**Text**.

Mechanism of ATP Synthesis

• Proton enters the intermembrane space.
• Proton enters the half-channel facing the intermembrane space.
• Proton binds to glutamate residue on a c-ring subunit.
• After a full rotation of the c-ring, the proton enters the half-channel facing the matrix.
• Proton moves into the matrix, down the proton gradient.

Regulation of ATP Synthesis

• The [ATP]/([ADP][P]1) ratio regulates respiration:
  • A low energy charge ratio increases the rate of respiration.
• ADP regulates oxidative phosphorylation:
  • Low ADP levels decrease the rate of oxidative phosphorylation.

Uncouplers and Inhibitors of ETC and ATP Synthesis

• Uncouplers:
  • Increase IMM permeability to protons, dissipating the proton gradient.
  • Decrease ATP synthesis.
• Inhibitors:
  • Block electron flow through the ETC.
  • Interfere with ATP synthesis.

Chemiosmotic Theory

• The ETC and ATP synthesis are coupled by a proton gradient across the inner mitochondrial membrane (IMM).
• The energy stored in the electrochemical gradient created by the ETC is used to produce ATP.
• Protons are pumped from the matrix into the intermembrane space, creating higher [H+] in the intermembrane space and lower [H+] in the matrix.
• The potential difference between the two compartments is called the proton-motive force (PMF).

Free Energy Change, Reduction Potential, and Redox Reactions

• The free energy change (ΔG´°) indicates the likelihood of a redox reaction occurring.
• The reduction potential (E0) measures a molecule's electron-transfer potential.
  • Negative E0: Strong reducing agent.
  • Positive E0: Strong oxidizing agent.
• Electrons transfer from positive to negative reduction potentials.

Electron Transport Chain (ETC)

• The ETC is a series of oxidation-reduction reactions that generate a proton gradient used to power ATP synthesis.
• It consists of four large complexes within the IMM:
  • Complex I (NADH- Q oxidoreductase): pumps 4 protons per NADH.
  • Complex II (Succinate-Q reductase): does not pump protons.
  • Complex III (Q-cytochrome c oxidoreductase): pumps 4 protons per QH2.
  • Complex IV (cytochrome c oxidase): pumps 2 protons per 2 cyt c.
• Mobile Electron Carriers:
  • Ubiquinone (Coenzyme Q10): transfers two electrons at a time and moves between the four complexes.
  • Cytochrome c: carries one electron at a time.

Reactive Oxygen Species (ROS)

• ROS are oxygen-containing compounds that damage cellular biomolecules.
• Common ROS include:
  • Superoxide (O2−)
  • Hydrogen peroxide (H2O2)
  • Hydroxyl radical (OH·)
• Protective Enzymes:
  • Superoxide dismutase: converts superoxide into H2O2.
  • Catalase: cleaves H2O2.

ATP Synthesis

• The energy stored in the electrochemical gradient across the IMM drives ATP synthesis.
• The PMF is created by the ETC as protons are pumped from the matrix into the intermembrane space.

**What to do**.
1 – Decide whether each statement below agrees with the biochemistry notes. Answer yes or no for each, and quote the words from the notes that settle it.
(a) Complex II pumps protons across the membrane.
(b) Cytochrome c carries one electron at a time.
(c) Low ADP levels increase the rate of oxidative phosphorylation.
2 – List every complex of the electron transport chain named in the biochemistry notes, with the full name the notes give for each.
3 – Reproduce a passage of the biochemistry notes word for word. Begin at the words "Mechanism of ATP", and stop after "rate of respiration.".

Natural-language object grounding data:
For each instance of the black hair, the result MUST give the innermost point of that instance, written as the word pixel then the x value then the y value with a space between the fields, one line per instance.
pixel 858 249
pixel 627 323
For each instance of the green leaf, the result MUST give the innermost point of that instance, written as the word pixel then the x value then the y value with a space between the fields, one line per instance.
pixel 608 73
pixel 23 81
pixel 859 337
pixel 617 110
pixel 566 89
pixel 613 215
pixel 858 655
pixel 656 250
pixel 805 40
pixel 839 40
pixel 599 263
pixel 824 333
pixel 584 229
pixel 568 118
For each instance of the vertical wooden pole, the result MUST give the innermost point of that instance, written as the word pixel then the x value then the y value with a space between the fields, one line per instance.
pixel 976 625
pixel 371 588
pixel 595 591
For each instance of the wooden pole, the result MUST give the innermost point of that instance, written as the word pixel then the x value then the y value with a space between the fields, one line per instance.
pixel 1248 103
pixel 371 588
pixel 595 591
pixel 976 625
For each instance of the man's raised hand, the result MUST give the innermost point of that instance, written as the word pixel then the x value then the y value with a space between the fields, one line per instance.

**Solutions by task**.
1 –
(a) No: "Complex II (Succinate-Q reductase): does not pump protons."
(b) Yes: "Cytochrome c: carries one electron at a time."
(c) No: "Low ADP levels decrease the rate of oxidative phosphorylation."

2 –
- Complex I (NADH- Q oxidoreductase)
- Complex II (Succinate-Q reductase)
- Complex III (Q-cytochrome c oxidoreductase)
- Complex IV (cytochrome c oxidase)

3 –
Mechanism of ATP Synthesis

• Proton enters the intermembrane space.
• Proton enters the half-channel facing the intermembrane space.
• Proton binds to glutamate residue on a c-ring subunit.
• After a full rotation of the c-ring, the proton enters the half-channel facing the matrix.
• Proton moves into the matrix, down the proton gradient.

Regulation of ATP Synthesis

• The [ATP]/([ADP][P]1) ratio regulates respiration:
  • A low energy charge ratio increases the rate of respiration.